■ **OBJECTIVE**:
Retype all of these lines exactly as they stand.
================================
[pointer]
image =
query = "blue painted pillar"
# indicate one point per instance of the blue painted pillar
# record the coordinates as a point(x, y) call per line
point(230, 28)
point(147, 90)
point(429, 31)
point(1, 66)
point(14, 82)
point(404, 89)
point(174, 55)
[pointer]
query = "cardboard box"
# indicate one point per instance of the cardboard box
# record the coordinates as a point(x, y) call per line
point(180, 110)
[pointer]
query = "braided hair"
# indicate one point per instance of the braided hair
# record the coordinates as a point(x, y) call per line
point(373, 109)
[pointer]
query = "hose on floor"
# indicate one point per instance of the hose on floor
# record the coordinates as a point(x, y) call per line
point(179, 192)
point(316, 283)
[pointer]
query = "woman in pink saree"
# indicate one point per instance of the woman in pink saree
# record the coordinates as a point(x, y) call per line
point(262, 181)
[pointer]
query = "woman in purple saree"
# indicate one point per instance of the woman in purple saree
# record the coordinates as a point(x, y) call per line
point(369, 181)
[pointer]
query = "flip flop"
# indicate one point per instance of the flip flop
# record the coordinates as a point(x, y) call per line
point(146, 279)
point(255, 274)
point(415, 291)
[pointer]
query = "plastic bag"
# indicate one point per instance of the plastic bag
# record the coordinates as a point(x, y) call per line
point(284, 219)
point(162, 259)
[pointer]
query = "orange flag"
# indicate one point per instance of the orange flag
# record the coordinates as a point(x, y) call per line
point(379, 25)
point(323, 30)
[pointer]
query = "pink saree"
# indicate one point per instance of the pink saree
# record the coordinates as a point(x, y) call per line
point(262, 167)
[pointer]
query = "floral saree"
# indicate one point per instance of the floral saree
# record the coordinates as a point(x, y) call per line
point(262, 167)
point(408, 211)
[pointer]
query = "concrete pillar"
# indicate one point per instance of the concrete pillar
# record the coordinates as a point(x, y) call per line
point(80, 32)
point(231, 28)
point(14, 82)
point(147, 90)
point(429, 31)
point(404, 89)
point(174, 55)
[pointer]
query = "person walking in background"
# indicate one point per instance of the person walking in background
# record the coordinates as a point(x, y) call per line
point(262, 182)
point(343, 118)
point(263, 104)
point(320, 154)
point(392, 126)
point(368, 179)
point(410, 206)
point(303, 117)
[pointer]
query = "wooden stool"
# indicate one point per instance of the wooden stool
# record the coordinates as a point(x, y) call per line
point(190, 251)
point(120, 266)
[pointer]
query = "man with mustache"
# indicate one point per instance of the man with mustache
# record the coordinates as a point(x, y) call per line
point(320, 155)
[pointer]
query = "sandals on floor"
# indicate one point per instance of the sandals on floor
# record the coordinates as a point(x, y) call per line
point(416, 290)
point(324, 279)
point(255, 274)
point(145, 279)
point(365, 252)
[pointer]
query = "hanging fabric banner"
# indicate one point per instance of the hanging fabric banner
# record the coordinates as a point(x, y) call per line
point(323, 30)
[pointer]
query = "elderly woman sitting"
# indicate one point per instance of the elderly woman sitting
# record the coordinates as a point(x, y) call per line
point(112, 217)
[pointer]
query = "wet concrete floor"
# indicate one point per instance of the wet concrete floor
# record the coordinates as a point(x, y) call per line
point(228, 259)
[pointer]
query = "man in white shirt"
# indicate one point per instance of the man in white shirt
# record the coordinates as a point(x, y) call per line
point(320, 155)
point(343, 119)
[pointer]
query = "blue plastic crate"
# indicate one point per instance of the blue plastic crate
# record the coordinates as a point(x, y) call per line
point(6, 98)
================================
■ **RESULT**:
[pointer]
image =
query = "blue painted pillar"
# indicate one point per instance of the blue painted pillar
# record the coordinates as a point(x, y) call per line
point(230, 28)
point(147, 90)
point(429, 31)
point(1, 66)
point(14, 82)
point(404, 89)
point(174, 55)
[pointer]
query = "cardboard box"
# indicate one point per instance of the cardboard box
# record the coordinates as a point(x, y) call per line
point(180, 110)
[pointer]
query = "braided hair"
# indicate one point per instance of the braided hair
# record the coordinates as a point(x, y) call per line
point(373, 109)
[pointer]
query = "hose on floor"
# indicate one point per instance of the hose on floor
# record the coordinates as a point(x, y) call per line
point(179, 192)
point(316, 283)
[pointer]
query = "woman in pink saree"
# indicate one point per instance of the woman in pink saree
# record the coordinates as a point(x, y) call per line
point(262, 181)
[pointer]
query = "woman in purple saree"
# indicate one point per instance of the woman in purple saree
# record the coordinates as a point(x, y) call per line
point(369, 181)
[pointer]
query = "flip flop"
# indicate one point per instance of the flip flop
# record the coordinates as a point(x, y) call per line
point(146, 279)
point(255, 274)
point(415, 291)
[pointer]
query = "plastic bag"
# indicate one point per instance of the plastic bag
# record the coordinates as a point(x, y) call per line
point(284, 219)
point(162, 259)
[pointer]
query = "orange flag"
# indicate one point per instance of the orange flag
# record the coordinates as a point(x, y) call per line
point(379, 25)
point(323, 30)
[pointer]
query = "pink saree"
# indicate one point per instance of the pink saree
# record the coordinates as a point(x, y) call per line
point(262, 167)
[pointer]
query = "floral saree"
# indicate one point per instance of the floral saree
# record the coordinates as a point(x, y) call per line
point(262, 167)
point(408, 211)
[pointer]
query = "concrete pillar"
# indicate one point per instance of the concrete pillar
# record the coordinates as a point(x, y) call per line
point(80, 32)
point(231, 28)
point(14, 82)
point(147, 90)
point(429, 31)
point(404, 89)
point(174, 55)
[pointer]
query = "person walking in background"
# indicate one point per instance of the person walking in background
# record the coordinates as a point(x, y) call per line
point(262, 182)
point(343, 118)
point(263, 104)
point(320, 154)
point(392, 126)
point(368, 179)
point(410, 206)
point(303, 117)
[pointer]
query = "wooden stool"
# indicate one point per instance of the wooden stool
# record the coordinates as a point(x, y) call per line
point(190, 251)
point(120, 266)
[pointer]
query = "man with mustache"
# indicate one point per instance of the man with mustache
# record the coordinates as a point(x, y) call per line
point(320, 155)
[pointer]
query = "sandals on floor"
# indicate one point per instance of the sandals on floor
# record the coordinates as a point(x, y) call per line
point(416, 290)
point(324, 279)
point(255, 274)
point(145, 279)
point(365, 252)
[pointer]
query = "hanging fabric banner"
# indicate one point per instance of the hanging fabric banner
# record the coordinates as a point(x, y) call per line
point(323, 30)
[pointer]
query = "elderly woman sitting"
# indicate one point per instance of the elderly woman sitting
# record the coordinates as a point(x, y) call per line
point(112, 217)
[pointer]
query = "wet concrete floor"
# indicate one point per instance of the wet concrete floor
# record the coordinates as a point(x, y) call per line
point(228, 259)
[pointer]
query = "man in white shirt"
# indicate one point per instance of the man in white shirt
# record the coordinates as a point(x, y) call per line
point(320, 155)
point(343, 119)
[pointer]
query = "blue plastic crate"
# indicate one point per instance of the blue plastic crate
# record the coordinates as a point(x, y) call per line
point(6, 98)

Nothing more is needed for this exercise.